Je le répète, Belaïd ne saurait personnifier le remède au mal historique de l’Algérie. Il n’est pas le Nom perdu, le Nom fondateur, le premier ancêtre en exil et dont le nom peut aider à rétablir "la chronologie du sang". Belaïd a eu l’audace d’engager le combat contre le déshonneur du colonisé, mais il n’a remporté aucune victoire décisive contre son époque ni contre lui-même. Sinon, nous serions fixés sur l’Algérie d’aujourd’hui : Moderne ? Islamiste ? Algérie algérienne ou Algérie arrimée à la chaîne arabo-médiévale ?
Le lecteur pourrait arrêter la lecture du roman en son milieu, à la mort de Bélaïd. N’avez-vous pas vous aussi succombé aux turbulences du personnage, à ses côtés fantasques et charmeurs ?

◆ **ENTRÉES**:
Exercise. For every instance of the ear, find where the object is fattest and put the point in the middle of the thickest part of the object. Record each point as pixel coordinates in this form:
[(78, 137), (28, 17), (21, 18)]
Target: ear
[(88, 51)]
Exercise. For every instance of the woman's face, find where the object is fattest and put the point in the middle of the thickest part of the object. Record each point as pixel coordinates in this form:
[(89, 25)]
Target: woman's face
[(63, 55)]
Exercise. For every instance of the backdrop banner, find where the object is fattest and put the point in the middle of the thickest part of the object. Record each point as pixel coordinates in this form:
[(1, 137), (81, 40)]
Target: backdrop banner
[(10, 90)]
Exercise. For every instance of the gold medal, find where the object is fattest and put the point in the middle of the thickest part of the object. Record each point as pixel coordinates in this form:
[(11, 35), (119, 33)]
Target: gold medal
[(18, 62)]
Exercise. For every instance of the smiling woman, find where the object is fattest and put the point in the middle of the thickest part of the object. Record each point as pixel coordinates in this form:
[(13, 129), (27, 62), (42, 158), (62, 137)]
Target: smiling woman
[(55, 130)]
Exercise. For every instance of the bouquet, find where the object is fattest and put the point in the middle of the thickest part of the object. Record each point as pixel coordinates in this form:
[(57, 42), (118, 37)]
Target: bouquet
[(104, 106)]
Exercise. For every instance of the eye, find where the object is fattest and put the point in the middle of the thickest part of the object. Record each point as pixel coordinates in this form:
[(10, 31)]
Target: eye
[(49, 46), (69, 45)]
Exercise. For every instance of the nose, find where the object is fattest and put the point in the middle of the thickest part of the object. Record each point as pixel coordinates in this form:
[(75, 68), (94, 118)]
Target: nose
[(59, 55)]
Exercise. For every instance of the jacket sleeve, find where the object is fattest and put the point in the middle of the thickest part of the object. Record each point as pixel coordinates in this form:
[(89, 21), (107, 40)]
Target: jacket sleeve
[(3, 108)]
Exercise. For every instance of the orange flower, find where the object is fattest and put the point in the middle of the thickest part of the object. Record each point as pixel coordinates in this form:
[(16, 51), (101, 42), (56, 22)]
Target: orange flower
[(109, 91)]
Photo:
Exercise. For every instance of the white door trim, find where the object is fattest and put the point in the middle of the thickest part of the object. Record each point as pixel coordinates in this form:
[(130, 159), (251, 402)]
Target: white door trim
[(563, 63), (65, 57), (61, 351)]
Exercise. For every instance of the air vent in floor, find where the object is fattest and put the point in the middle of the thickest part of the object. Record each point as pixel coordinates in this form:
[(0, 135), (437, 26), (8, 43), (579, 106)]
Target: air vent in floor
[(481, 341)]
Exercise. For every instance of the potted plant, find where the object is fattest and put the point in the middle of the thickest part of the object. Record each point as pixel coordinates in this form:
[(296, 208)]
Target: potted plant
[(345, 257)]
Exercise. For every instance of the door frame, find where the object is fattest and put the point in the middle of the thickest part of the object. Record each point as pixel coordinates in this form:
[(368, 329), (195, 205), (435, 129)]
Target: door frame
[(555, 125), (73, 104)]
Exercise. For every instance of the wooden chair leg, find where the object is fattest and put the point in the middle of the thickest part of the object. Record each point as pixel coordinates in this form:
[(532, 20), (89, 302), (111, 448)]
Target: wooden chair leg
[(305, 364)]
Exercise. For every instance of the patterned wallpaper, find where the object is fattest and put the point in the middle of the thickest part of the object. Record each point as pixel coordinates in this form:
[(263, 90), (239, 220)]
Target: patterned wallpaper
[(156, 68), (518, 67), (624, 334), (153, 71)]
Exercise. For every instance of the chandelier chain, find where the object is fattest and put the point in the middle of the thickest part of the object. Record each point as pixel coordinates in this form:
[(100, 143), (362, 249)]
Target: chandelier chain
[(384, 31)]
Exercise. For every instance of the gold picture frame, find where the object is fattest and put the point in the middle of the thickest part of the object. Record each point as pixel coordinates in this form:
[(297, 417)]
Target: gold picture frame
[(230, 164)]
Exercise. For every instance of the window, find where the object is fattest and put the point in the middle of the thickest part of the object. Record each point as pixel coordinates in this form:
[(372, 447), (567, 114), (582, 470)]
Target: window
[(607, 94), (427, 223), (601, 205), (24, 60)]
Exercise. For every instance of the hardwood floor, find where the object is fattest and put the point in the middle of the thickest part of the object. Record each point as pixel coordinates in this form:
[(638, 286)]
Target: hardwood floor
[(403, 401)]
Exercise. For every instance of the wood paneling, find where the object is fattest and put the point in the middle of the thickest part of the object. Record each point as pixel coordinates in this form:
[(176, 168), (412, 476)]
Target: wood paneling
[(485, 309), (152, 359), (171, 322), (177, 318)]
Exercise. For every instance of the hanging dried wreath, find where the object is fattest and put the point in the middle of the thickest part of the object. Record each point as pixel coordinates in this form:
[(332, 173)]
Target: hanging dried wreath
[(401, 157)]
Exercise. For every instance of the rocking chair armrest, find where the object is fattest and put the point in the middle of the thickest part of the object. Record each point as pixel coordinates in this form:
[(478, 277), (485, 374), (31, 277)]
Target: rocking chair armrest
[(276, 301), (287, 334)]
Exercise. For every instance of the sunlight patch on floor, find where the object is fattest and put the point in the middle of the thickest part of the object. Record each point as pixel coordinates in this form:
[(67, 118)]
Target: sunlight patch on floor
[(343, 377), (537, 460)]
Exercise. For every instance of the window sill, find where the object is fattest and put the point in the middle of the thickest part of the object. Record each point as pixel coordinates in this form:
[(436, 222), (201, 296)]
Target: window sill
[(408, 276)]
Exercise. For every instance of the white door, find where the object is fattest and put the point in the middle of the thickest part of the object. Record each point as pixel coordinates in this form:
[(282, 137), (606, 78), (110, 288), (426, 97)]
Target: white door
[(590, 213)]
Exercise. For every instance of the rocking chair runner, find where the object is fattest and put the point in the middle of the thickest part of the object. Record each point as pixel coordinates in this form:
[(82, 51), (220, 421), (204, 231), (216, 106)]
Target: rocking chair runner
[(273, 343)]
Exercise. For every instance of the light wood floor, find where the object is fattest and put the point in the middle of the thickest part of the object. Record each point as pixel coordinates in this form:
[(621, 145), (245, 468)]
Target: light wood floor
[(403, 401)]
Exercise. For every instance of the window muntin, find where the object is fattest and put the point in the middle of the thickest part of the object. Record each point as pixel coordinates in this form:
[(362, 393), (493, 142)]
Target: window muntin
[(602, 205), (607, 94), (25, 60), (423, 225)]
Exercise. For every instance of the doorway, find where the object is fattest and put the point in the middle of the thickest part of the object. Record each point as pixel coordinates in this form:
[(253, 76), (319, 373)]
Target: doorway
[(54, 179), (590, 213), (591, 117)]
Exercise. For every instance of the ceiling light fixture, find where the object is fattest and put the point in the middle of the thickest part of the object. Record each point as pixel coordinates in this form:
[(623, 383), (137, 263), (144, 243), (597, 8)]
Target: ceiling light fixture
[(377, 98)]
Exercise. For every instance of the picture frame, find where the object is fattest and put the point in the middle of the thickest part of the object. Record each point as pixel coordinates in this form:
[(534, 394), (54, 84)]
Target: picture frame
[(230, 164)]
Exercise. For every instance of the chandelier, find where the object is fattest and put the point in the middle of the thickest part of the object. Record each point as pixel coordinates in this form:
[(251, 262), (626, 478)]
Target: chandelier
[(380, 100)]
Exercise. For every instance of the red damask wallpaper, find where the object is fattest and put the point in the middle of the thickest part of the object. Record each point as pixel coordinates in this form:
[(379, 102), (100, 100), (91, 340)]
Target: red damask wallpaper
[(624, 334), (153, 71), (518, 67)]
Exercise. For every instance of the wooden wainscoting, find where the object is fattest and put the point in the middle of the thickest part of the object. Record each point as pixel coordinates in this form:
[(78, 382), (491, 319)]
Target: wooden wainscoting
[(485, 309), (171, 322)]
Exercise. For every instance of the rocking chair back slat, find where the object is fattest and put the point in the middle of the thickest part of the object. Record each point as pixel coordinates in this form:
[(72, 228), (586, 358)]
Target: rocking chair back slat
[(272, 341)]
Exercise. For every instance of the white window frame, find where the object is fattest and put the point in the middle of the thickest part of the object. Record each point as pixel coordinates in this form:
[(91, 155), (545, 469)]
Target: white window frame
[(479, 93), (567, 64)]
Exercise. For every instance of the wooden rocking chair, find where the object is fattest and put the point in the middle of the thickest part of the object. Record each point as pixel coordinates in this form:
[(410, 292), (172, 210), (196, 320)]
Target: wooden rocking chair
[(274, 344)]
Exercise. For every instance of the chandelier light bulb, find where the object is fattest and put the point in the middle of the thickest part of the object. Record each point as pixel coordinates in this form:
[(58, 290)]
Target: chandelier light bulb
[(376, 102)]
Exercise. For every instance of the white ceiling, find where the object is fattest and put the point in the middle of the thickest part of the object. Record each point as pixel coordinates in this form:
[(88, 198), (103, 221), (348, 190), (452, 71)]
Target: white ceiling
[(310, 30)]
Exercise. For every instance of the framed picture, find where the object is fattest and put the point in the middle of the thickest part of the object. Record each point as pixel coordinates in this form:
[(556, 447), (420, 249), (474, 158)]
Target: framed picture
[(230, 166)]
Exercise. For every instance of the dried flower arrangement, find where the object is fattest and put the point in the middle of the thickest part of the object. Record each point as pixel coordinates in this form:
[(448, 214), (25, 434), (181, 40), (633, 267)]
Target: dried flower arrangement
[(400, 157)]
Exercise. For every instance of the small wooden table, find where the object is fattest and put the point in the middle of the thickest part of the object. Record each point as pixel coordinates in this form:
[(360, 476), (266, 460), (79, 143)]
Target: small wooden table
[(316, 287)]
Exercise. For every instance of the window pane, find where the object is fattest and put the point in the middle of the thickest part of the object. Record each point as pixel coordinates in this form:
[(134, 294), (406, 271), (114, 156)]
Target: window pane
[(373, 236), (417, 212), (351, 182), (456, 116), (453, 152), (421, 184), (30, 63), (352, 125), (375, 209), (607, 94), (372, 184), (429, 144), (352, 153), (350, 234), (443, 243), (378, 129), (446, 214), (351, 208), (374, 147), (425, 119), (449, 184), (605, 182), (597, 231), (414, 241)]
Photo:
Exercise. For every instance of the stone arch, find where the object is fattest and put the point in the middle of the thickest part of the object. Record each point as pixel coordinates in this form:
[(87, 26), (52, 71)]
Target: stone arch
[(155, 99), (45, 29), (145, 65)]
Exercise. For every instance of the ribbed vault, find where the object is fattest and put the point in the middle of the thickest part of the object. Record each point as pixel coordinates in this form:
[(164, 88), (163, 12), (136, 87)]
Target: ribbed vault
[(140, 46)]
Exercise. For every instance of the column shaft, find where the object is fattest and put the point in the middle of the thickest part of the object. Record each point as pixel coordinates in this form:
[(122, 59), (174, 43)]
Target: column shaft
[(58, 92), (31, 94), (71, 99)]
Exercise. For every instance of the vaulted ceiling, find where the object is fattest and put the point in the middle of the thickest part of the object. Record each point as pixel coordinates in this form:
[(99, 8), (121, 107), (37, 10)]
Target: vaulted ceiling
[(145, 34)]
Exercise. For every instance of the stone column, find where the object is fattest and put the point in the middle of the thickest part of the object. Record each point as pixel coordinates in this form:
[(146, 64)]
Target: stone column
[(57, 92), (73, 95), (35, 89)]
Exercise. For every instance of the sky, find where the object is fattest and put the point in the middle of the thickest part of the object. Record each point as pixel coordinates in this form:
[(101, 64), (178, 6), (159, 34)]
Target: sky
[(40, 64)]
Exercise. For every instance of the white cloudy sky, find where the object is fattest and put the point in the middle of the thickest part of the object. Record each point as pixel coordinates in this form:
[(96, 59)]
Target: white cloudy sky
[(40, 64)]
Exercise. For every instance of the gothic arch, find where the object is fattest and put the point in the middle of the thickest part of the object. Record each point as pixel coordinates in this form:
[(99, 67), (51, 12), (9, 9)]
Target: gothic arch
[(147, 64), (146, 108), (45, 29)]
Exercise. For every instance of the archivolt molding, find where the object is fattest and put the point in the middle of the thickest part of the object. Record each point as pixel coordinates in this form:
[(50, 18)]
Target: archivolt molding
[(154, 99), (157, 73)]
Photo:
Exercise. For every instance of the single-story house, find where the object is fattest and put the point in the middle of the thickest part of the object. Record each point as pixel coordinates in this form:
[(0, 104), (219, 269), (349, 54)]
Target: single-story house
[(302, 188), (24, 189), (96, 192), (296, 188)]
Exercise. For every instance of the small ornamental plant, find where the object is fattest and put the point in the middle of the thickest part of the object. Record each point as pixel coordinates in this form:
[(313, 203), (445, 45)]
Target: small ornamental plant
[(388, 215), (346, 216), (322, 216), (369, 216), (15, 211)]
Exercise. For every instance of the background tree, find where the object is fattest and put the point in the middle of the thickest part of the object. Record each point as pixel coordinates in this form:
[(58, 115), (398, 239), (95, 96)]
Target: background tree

◆ **TÂCHES À FAIRE**:
1. D'après le texte sur Belaïd, contre quoi ce personnage a-t-il eu l'audace d'engager le combat ?
2. Prolongez le texte sur Belaïd à partir de sa dernière phrase.

◆ **CORRIGÉ**:
1. Contre le déshonneur du colonisé.

2.
Mais Belaïd ne meurt pas ! Il se prolonge dans les obsessions, les euphories et les indéterminations de sa descendance ! Il leur a laissé une trop grande interrogation, implacable, inassouvie, insurmontable pour beaucoup : pourquoi les hommes se battent-ils ? En d’autres termes, pourquoi meurt-on si nombreux pour l’Algérie sans jamais la délivrer de ses inerties, de ses infirmités et de ses ravisseurs ? Arrêter le lecture du roman en son milieu, revient à renoncer à découvrir le secret du mendiant : "Oui, je devins mendiant à la mort de mes illusions. À ma dernière défaite contre le rêve de Belaïd. À la mort de mon fils Zouheir. Je pensais qu’il était facile de protéger Zouheir du rêve de Belaïd, de le garder pour moi, mais j’avais oublié la question irrésolue : pourquoi les hommes se battent-ils ?" Arrêter le lecture du roman en son milieu signifierait que l’on refuse de savoir ce qu’il est advenu de l’idéal de Belaïd, et donc de vivre avec la chimère de l’Ancêtre héroïque qui a lavé le déshonneur du présent ! Je le répète, Belaïd, tout comme Boussad, le lieutenant de Fathma N’soumer, ne saurait personnifier le remède au mal historique de l’Algérie.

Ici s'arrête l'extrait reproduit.